__Passage__:
☆ ☆ ☆ ☆
SOME WORDS WITH… MASSTØ

Thanks to the Crossroads Festival, which has just started this week on social media, we’ve had the opportunity to ask a few questions to some artists in the line-up. Today, as a bonus interview, we’re with MASSTØ, a rock and blues band from Hauts de France region. Interview.

Unis Son: How it was to work during the lockdown period and the pandemic crisis?

Timothée: It wasn’t too rough for me but because I was coming back from New-Zealand just before moving and living in Arras, I didn’t have any instruments at home. The moving was done and we went into lockdown just after. I didn’t have an excuse to see the boys and do music. We exchanged lots of music, we cheered each other up but yeah, it’s true it was a bit complicated for me. But we’re here and we’re surviving.

Matthias: It was special. We’re not doing electronic music. There are other artists who’re doing electronic music and who can send tracks or recordings to each other. It’s not our case. If we want to work, the three of us need to meet. So it was a bit peculiar. We’ve spent two months, two months and a half not playing. So when the end of lockdown was announced, I think two days after we met again to play.

Us: You’re taking part in the Crossroads Festival, and you’ve already recorded your live session. How has it been for you? How did you organize for this?

Thomas: It was our first experience. It was a nice experience because it was the first time we were playing without an audience. It was quite special because we’re used to be into contact with the public. That was quite experimental.

Matthias: And just before that, we’ve spent five days in the studio recording our second EP. We arrived for the capitation for the Crossroads with five days of music behind us, it was a bit the top of the week. We also had the imposed format of thirteen minutes plus two or three minutes for an interview. It was quite complicated because when we play in venues, the format is around forty-five minutes; and when we play in bars, we generally play around an hour and a half, an hour and forty-five minutes, sometimes two hours when we’re really excited. So that’s true that thirteen minutes that was a bit short. But the studio time got us to re-centre, focus ourselves and play together, and you can see it on the capitation, we’re really connected and that’s great.

US: Would you do the whole digital gig experience again?

Matthias: With great pleasure in these conditions!

Timothée: We’ve been warmly welcomed, well-directed by the team. It was the first time in this exercise. And it’s true that to find ourselves in a venue we’ve already played at, to be in the stalls when normally it’s the public who should be there and us on the stage, it’s strange but we’ve been taken care of, well driven, it went really great.

US: You mentioned a second EP, what’s the next step with all this?
☆ ☆ ☆ ☆
Dataset entries:

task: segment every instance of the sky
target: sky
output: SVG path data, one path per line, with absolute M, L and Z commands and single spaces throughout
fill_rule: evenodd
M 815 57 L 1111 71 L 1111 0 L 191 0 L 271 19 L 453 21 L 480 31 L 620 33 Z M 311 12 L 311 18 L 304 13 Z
☆ ☆ ☆ ☆
__What to do__:
1. Translate this sentence from the MASSTØ interview into French: "If we want to work, the three of us need to meet."
2. Resume the MASSTØ interview above, picking up right after its final line.

__Responses to the exercise__:
1. Si nous voulons travailler, nous devons nous retrouver tous les trois.

2.
Timothée: It’s war! [laughs]

Matthias: The second EP we naively thought before the lockdown that we would release it around the Crossroads, and use the festival as a release point. Then we understood that because of the COVID-19 and the impossibility to do shows in venues, at least in standing capacity, it made no sense to release it at this moment. We wouldn’t be able to defend it in live, our sales are done solely during our shows, not that much on Bandcamp etc., so getting 500 or 700 CDs without being able to distribute them and exchange with the public… it was making no sense. We decided to move it to the beginning of 2021, in the first quarter. It gives us a vision when during lockdown we had no vision on the future, and on what we could do for the rest of the year. This strategy to release the EP gives us a vision or at least something to keep existing even if we can’t do shows.

US: It’s already my last question: what is your earliest musical memory?

Thomas: I think it was Isaac Hayes in 7” EP, I didn’t know him at all and I discovered him when I was very young. The cover with big golden chains on him and sunglasses, probably…

Matthias: I’m going to go even further: it’s my mom who sings lullabies to me… And I believe she sang lots of them, she had an enormous catalogue of lullabies, so I think it’s my first memory… singing.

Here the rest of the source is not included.